### [Gezeigter Text]
════

Die politischen Positionen der Demokraten erschöpften sich allerdings nicht in dieser einen Position, die aus pragmatischen Gründen je nachdem auch eine eher untergeordnete Rolle spielen konnte. Typisch demokratische Forderungen waren darüber hinaus beispielsweise das Eintreten für umfassende persönliche Freiheit (Rede-, Presse-, Versammlungs-, Vereins-, Religionsfreiheit), Rechtsstaatlichkeit auf der Basis einer Verfassung oder die Ergänzung und sogar Ersetzung stehender Armeen durch Volksbewaffnung und ein Milizsystem.

Aus dem demokratischen Spektrum entwickelten sich die drei wesentlichen Richtungen der Linken im Kaiserreich, die sich hauptsächlich in ihren wirtschaftspolitischen Positionen unterschieden: die Deutsche Fortschrittspartei (später Deutsche Freisinnige Partei), die vor allem in Süddeutschland vertretene Deutsche Volkspartei sowie die Sozialdemokraten. Später bezogen sich in der Weimarer Republik die Deutsche Demokratische Partei und in der Bundesrepublik Deutschland die Demokratische Partei Deutschlands auf diese Tradition.

════

### [Datensammlung]
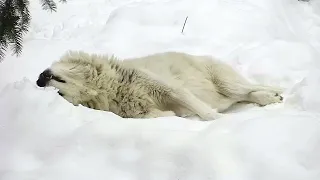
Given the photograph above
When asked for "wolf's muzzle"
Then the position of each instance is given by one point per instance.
(44, 78)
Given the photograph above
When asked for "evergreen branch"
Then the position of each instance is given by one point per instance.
(14, 23)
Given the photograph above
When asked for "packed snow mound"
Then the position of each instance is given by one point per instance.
(42, 136)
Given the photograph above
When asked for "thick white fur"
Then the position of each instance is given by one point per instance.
(162, 84)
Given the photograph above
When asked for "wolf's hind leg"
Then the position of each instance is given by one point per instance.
(154, 113)
(264, 97)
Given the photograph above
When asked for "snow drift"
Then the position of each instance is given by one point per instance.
(274, 42)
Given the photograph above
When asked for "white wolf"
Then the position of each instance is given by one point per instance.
(162, 84)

════

### [Zu lösende Aufgabe]
Schreiben Sie aus dem Text über die Demokraten die Passage von „Die politischen Positionen“ bis einschließlich „und ein Milizsystem.“ wortgetreu ab. Die Liste hat mit dem Text über die Demokraten nichts zu tun.

### [Antwortfeld]
Die politischen Positionen der Demokraten erschöpften sich allerdings nicht in dieser einen Position, die aus pragmatischen Gründen je nachdem auch eine eher untergeordnete Rolle spielen konnte. Typisch demokratische Forderungen waren darüber hinaus beispielsweise das Eintreten für umfassende persönliche Freiheit (Rede-, Presse-, Versammlungs-, Vereins-, Religionsfreiheit), Rechtsstaatlichkeit auf der Basis einer Verfassung oder die Ergänzung und sogar Ersetzung stehender Armeen durch Volksbewaffnung und ein Milizsystem.